SELECTED TEXT:
━━━━━━━━━━━━━━━━━━━━━━━━━━━━━━
For a rogue test message?

However, a quick search through the mail log shows that indeed, there
are messages coming from random Amazon AWS hosts that are...  "interesting"
I smirk a bit when I see this in our mail logs:

    Sep  2 10:36:06 mta postfix/smtpd[1091]: warning: non-SMTP command from 
ec2-184-72-79-140.compute-1.amazonaws.com[184.72.79.140]: GET / HTTP/1.1

As for blocking, we rely quite a bit on available spam-hauses, such as
zen.spamhaus.org, and they do catch the occasional individual Amazon
AWS machine (seen in our logs), so it seems that they do get reports
on misbehaving machinery.

Apart from hightened emotions (I understand them, believe you me), are
there tangible reasons for applying the kind of arbitrary
sledge-hammer that you propose?
I would rather not, unless I really must.

Cheers,
Richard

On Mon, 31 Aug 2020 16:28:53 +0200,
Marc Roos wrote:
> 
> 
> Why don't you block the whole compute cloud of amazon?
> ec2-3-21-30-127.us-east-2.compute.amazonaws.com
> 
> 
> -----Original Message-----
> 
> To: openssl-users@openssl.org
> Subject: Testing
> 
> 
> 
> --
> -----BEGIN EMAIL SIGNATURE-----
> 
> The Gospel for all Targeted Individuals (TIs):
> 
> [The New York Times] Microwave Weapons Are Prime Suspect in Ills of U.S.
━━━━━━━━━━━━━━━━━━━━━━━━━━━━━━
EXCERPTED RECORDS:
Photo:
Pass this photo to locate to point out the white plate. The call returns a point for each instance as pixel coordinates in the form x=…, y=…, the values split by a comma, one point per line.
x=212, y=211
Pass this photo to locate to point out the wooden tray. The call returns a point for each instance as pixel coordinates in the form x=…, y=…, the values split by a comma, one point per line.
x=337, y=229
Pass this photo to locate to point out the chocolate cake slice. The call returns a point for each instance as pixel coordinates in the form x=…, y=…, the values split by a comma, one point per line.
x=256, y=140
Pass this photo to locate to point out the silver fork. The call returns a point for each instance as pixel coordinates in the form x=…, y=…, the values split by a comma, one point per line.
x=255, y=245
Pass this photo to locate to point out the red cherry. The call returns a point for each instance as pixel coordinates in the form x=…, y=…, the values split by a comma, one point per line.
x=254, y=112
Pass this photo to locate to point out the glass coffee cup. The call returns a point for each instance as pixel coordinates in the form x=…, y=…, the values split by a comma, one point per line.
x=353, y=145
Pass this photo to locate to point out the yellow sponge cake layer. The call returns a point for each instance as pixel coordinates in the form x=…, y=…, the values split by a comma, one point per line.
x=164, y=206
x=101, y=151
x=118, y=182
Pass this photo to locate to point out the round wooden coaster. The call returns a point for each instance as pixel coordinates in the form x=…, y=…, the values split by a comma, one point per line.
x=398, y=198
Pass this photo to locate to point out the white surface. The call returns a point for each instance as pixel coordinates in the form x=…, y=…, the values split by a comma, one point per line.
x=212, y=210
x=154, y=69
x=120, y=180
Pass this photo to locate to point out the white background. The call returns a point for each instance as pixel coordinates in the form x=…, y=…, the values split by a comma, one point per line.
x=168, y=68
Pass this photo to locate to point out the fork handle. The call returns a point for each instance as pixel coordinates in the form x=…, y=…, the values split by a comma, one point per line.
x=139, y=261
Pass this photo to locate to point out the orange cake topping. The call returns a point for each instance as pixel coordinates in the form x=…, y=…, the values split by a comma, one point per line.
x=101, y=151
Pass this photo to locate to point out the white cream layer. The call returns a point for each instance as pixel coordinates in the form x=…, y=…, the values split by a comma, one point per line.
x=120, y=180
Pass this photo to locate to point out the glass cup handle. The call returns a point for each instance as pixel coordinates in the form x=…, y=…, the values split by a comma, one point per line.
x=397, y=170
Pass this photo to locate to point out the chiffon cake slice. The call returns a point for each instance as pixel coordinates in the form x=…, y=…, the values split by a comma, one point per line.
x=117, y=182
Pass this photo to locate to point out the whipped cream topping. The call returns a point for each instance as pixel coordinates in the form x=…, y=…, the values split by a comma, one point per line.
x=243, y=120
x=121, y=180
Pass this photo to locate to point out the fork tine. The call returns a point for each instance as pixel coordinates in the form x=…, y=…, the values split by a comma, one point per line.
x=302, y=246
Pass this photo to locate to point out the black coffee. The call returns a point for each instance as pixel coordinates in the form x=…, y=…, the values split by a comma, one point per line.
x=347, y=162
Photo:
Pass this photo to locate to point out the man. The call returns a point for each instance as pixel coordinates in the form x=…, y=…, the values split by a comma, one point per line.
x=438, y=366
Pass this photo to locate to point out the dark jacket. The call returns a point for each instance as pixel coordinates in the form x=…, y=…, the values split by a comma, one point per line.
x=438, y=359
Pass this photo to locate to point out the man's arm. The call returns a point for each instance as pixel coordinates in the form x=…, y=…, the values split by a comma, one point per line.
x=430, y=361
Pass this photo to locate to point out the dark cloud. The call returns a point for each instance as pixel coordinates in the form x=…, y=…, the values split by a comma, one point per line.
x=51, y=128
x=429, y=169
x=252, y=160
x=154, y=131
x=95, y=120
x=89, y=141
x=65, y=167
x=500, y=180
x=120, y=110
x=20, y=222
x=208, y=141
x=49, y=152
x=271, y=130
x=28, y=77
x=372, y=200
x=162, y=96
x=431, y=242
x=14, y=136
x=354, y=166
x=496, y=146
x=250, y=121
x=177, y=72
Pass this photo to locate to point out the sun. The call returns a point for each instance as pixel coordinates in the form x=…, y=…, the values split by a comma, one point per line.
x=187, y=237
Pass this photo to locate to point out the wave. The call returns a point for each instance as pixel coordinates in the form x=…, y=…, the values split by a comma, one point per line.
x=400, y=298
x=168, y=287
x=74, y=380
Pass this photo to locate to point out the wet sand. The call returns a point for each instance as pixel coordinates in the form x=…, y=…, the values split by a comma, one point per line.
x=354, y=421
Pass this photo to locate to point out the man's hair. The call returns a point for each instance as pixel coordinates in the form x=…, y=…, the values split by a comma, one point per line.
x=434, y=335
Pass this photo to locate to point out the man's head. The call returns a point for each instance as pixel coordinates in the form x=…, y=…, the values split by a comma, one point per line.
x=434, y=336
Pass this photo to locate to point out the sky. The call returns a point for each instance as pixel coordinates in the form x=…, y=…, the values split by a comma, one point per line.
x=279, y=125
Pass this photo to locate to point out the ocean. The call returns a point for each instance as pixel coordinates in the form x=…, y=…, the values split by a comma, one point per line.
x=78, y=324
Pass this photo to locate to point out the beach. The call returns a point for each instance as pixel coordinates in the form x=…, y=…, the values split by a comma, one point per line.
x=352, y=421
━━━━━━━━━━━━━━━━━━━━━━━━━━━━━━
THE TASKS:
a) Repeat the part of the email about Amazon AWS hosts from "As for blocking, we" to "I really must.".
b) In the email about Amazon AWS hosts, condense the paragraph that begins "As for blocking, we rely quite a bit" into one shorter sentence that keeps its main facts.
c) In the email about Amazon AWS hosts, what does Marc Roos suggest blocking?

RESPONSES:
a)
As for blocking, we rely quite a bit on available spam-hauses, such as
zen.spamhaus.org, and they do catch the occasional individual Amazon
AWS machine (seen in our logs), so it seems that they do get reports
on misbehaving machinery.

Apart from hightened emotions (I understand them, believe you me), are
there tangible reasons for applying the kind of arbitrary
sledge-hammer that you propose?
I would rather not, unless I really must.

b) For blocking, the writer relies on public blocklists such as zen.spamhaus.org, which occasionally catch individual Amazon AWS machines, suggesting these lists receive reports of misbehaving machines.

c) The whole compute cloud of Amazon.